(Natural language region descriptions)
####################

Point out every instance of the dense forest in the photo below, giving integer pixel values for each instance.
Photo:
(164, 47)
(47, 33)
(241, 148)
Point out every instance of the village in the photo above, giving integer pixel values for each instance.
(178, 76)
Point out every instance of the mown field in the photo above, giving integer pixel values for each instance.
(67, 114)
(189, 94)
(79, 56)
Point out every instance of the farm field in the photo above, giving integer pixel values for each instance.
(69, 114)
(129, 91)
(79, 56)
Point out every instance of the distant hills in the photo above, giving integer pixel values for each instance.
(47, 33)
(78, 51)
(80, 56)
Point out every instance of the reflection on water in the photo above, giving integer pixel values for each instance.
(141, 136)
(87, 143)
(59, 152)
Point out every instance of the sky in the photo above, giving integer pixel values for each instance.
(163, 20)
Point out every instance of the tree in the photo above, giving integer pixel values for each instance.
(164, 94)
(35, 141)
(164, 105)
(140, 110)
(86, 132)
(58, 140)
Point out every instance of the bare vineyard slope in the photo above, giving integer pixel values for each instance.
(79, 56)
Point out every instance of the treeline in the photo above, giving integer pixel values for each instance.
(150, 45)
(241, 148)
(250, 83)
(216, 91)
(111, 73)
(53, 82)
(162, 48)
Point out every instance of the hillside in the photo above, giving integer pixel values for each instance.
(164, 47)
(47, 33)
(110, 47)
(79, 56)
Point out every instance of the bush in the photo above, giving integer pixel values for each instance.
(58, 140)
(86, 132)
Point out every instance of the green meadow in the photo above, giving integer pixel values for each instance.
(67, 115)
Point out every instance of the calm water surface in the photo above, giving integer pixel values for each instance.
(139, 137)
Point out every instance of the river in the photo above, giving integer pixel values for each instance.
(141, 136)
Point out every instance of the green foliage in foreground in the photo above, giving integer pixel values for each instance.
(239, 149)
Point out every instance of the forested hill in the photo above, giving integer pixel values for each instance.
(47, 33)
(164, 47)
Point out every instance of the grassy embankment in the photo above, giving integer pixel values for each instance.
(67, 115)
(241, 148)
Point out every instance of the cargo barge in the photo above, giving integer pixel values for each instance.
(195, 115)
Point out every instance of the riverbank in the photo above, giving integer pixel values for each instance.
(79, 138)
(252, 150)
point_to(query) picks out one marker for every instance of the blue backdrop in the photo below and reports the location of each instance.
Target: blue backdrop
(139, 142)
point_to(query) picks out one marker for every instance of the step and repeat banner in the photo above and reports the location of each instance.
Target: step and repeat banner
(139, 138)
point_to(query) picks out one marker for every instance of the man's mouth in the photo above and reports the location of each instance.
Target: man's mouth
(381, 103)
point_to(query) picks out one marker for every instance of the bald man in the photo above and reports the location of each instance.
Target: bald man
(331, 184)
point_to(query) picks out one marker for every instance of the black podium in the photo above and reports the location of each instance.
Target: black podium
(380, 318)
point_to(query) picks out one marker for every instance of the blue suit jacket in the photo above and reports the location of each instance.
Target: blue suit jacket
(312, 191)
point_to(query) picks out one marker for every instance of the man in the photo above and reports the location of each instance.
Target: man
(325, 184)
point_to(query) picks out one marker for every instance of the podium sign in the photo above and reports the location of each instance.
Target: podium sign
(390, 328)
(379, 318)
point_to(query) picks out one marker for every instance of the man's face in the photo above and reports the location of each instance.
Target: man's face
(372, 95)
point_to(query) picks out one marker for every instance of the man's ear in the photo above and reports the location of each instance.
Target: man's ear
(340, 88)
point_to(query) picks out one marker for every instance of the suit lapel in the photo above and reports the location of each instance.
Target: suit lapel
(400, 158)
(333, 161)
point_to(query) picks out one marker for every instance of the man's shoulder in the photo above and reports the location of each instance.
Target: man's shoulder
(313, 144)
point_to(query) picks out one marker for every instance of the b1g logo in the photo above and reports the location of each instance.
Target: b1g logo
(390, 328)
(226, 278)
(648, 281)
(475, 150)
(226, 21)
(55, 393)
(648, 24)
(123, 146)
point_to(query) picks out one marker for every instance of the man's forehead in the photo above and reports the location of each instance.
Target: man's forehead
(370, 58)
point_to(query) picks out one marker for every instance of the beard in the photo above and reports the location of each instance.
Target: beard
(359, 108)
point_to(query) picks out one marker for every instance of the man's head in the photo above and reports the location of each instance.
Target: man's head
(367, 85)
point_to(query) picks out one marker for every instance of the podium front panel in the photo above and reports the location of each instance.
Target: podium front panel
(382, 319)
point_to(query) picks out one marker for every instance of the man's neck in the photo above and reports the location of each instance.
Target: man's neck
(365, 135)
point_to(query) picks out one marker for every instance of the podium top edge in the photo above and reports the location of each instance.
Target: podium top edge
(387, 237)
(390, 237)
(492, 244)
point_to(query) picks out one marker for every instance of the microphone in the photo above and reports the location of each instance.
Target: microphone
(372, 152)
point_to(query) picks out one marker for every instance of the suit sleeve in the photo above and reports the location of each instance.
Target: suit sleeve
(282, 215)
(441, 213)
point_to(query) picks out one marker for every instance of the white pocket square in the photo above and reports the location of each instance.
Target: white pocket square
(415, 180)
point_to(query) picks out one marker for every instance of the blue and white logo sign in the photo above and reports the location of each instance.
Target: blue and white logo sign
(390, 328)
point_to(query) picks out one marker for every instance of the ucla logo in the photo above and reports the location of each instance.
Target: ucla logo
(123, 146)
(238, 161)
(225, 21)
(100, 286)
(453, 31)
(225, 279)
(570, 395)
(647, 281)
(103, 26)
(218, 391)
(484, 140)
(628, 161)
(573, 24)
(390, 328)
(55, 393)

####################

WHAT YOU NEED TO DO: Make an exact copy of the records.

EXERCISE RESULT:
Point out every instance of the dense forest in the photo below, giving integer pixel values for each instance.
Photo:
(164, 47)
(47, 33)
(241, 148)
Point out every instance of the village in the photo above, giving integer pixel values for each instance.
(178, 76)
Point out every instance of the mown field in the photo above, giving integer pixel values for each instance.
(67, 114)
(189, 94)
(79, 56)
Point out every instance of the farm field in the photo above, giving integer pixel values for each instance.
(69, 114)
(129, 91)
(79, 56)
Point out every instance of the distant hills in the photo above, giving integer pixel values for each instance.
(47, 33)
(78, 51)
(80, 56)
Point out every instance of the reflection on water in the photo above, giving integer pixel values for each instance.
(141, 136)
(87, 143)
(59, 152)
Point out every instance of the sky in the photo above, giving integer pixel values for each instance.
(163, 20)
Point out every instance of the tree in the photo above, giving integer pixel values for each instance.
(164, 94)
(35, 141)
(164, 105)
(140, 110)
(86, 132)
(58, 140)
Point out every instance of the bare vineyard slope in the photo above, giving integer pixel values for each instance.
(79, 56)
Point out every instance of the treeline in the photo above, giving integer pixel values for each instance.
(150, 45)
(241, 148)
(250, 83)
(216, 91)
(111, 73)
(53, 82)
(162, 48)
Point out every instance of the hillside in the photo above, giving integer pixel values for each instance.
(164, 47)
(47, 33)
(110, 47)
(79, 56)
Point out every instance of the bush in the photo above, giving integer pixel values for each instance.
(58, 140)
(86, 132)
Point out every instance of the green meadow in the photo above, giving integer pixel values for each instance.
(67, 115)
Point out every instance of the calm water surface in the photo above, giving integer pixel values for each instance.
(139, 137)
Point out every instance of the river in the photo above, giving integer pixel values for each instance.
(141, 136)
Point out every instance of the green foliage in foreground in the photo above, giving integer pixel values for each instance.
(239, 149)
Point out every instance of the forested hill in the photo above, giving integer pixel values for each instance.
(47, 33)
(164, 47)
Point out every instance of the grassy embankment in the photo above, giving integer pixel values for each instance.
(67, 115)
(241, 148)
Point out every instance of the cargo barge in the photo above, giving integer pixel values for each instance.
(195, 115)
Point out every instance of the riverbank in the photo above, giving integer pixel values for each instance.
(79, 138)
(252, 150)
point_to(query) picks out one marker for every instance of the blue backdrop in the photo below and reports the location of each instance.
Target: blue backdrop
(139, 142)
point_to(query) picks out one marker for every instance of the step and repeat banner in the photo above and reports the location of each instance.
Target: step and repeat banner
(139, 138)
point_to(query) picks out one marker for every instance of the man's mouth in the photo above and reports the location of each instance.
Target: man's mouth
(381, 103)
point_to(query) picks out one marker for every instance of the bald man in the photo above and reports the location of each instance.
Target: bald man
(331, 184)
point_to(query) picks out one marker for every instance of the black podium in the photo above and reports the location of each instance.
Target: black podium
(380, 318)
point_to(query) picks out one marker for every instance of the blue suit jacket in the photo above and reports the location of each instance.
Target: blue suit jacket
(312, 191)
point_to(query) picks out one marker for every instance of the man in the photo above and reports the location of each instance.
Target: man
(325, 184)
point_to(query) picks out one marker for every instance of the podium sign in the photo above and reports the location of each instance.
Target: podium sign
(390, 328)
(379, 318)
point_to(query) picks out one marker for every instance of the man's face in the photo above and reports the location of each instance.
Target: man's face
(372, 95)
point_to(query) picks out one marker for every instance of the man's ear in the photo above and reports the location of each instance.
Target: man's ear
(340, 88)
point_to(query) picks out one marker for every instance of the suit lapel in the photo above and reports the location of each instance.
Target: suit lapel
(400, 158)
(333, 161)
point_to(query) picks out one marker for every instance of the man's shoulder in the photo above and reports the location of each instance.
Target: man's shoulder
(313, 144)
point_to(query) picks out one marker for every instance of the b1g logo in the photo above and reports the location of each instance.
Target: b1g logo
(390, 328)
(226, 278)
(648, 281)
(475, 150)
(226, 21)
(55, 393)
(648, 24)
(123, 146)
point_to(query) picks out one marker for every instance of the man's forehead in the photo above and reports the location of each instance.
Target: man's forehead
(370, 58)
point_to(query) picks out one marker for every instance of the beard in the photo above and reports the location of each instance.
Target: beard
(359, 108)
point_to(query) picks out one marker for every instance of the man's head in the photo above and reports the location of each instance.
Target: man's head
(367, 85)
point_to(query) picks out one marker for every instance of the podium front panel in the photo above and reports the location of each instance.
Target: podium front panel
(382, 319)
point_to(query) picks out one marker for every instance of the man's neck in the photo above and reports the location of each instance.
Target: man's neck
(365, 135)
point_to(query) picks out one marker for every instance of the podium top edge in the photo above and reports the location of each instance.
Target: podium top edge
(387, 237)
(390, 237)
(492, 244)
point_to(query) picks out one marker for every instance of the microphone in the photo above and reports the location of each instance.
Target: microphone
(372, 152)
point_to(query) picks out one marker for every instance of the suit sleeve in the photo above and reports the location of each instance.
Target: suit sleeve
(282, 215)
(441, 213)
point_to(query) picks out one marker for every instance of the white pocket square in the photo above and reports the location of each instance.
Target: white pocket square
(415, 180)
point_to(query) picks out one marker for every instance of the blue and white logo sign in the photo above and reports the location of each instance.
Target: blue and white logo sign
(390, 328)
point_to(query) picks out one marker for every instance of the ucla logo in the photo above and reports the location of each instance.
Target: ucla logo
(123, 146)
(238, 161)
(225, 21)
(100, 286)
(453, 31)
(225, 279)
(570, 395)
(647, 281)
(103, 26)
(218, 391)
(484, 140)
(628, 161)
(573, 24)
(390, 328)
(55, 393)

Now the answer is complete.